RECORDS SHOWN
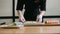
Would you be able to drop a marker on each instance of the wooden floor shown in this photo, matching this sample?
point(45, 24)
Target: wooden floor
point(32, 30)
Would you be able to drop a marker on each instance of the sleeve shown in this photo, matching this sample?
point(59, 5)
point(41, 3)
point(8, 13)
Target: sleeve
point(20, 5)
point(43, 5)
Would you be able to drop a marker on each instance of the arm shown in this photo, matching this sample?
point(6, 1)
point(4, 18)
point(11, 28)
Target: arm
point(43, 7)
point(20, 4)
point(43, 10)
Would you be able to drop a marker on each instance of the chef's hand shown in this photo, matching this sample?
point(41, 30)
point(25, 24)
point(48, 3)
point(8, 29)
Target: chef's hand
point(39, 18)
point(21, 18)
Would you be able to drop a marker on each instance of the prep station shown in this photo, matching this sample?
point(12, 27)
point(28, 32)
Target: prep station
point(30, 27)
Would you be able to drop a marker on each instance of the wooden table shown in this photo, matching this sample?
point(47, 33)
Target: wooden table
point(31, 30)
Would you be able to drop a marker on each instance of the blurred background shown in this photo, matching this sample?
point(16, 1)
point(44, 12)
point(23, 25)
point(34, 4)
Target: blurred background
point(8, 11)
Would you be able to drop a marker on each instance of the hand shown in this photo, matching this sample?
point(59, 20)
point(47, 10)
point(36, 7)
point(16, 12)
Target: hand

WRITTEN EXERCISE
Copy all the entries above, substituting "Object" for every occurrence of "Target" and keeping everything else unchanged. Omit the picture lines from your copy.

EXERCISE SOLUTION
Would you be able to drop a marker on each instance of the wooden floor shown in this photo, matching this sample?
point(45, 24)
Object: wooden floor
point(32, 30)
Would you be able to drop a marker on each instance of the sleeve shown in this photo, matching this sample?
point(59, 5)
point(41, 3)
point(8, 13)
Object: sleeve
point(20, 5)
point(43, 5)
Would you be able to drop a marker on each instance of the arm shown in this photo, matching this sample?
point(6, 1)
point(4, 18)
point(11, 28)
Object: arm
point(43, 7)
point(20, 4)
point(43, 10)
Would you be able to drop a marker on each instance of the chef's hand shown in this photo, matching this sample?
point(41, 30)
point(25, 24)
point(48, 3)
point(8, 29)
Object: chef's hand
point(39, 18)
point(21, 18)
Would you be able to drop a marker on each instance of the prep station shown in this photo, matching this sample?
point(12, 27)
point(28, 32)
Object: prep station
point(30, 27)
Would you be able to drop a marker on each instance of the wooden table shown in this photo, matching this sample?
point(47, 33)
Object: wooden table
point(31, 30)
Would you be able to drop a marker on each instance of the blurred background shown in this photo, matching this sample?
point(16, 1)
point(44, 12)
point(23, 25)
point(34, 4)
Object: blurred background
point(8, 11)
Would you be able to drop a marker on each instance of the hand shown in this photo, matching this sample?
point(59, 20)
point(47, 10)
point(36, 7)
point(16, 12)
Object: hand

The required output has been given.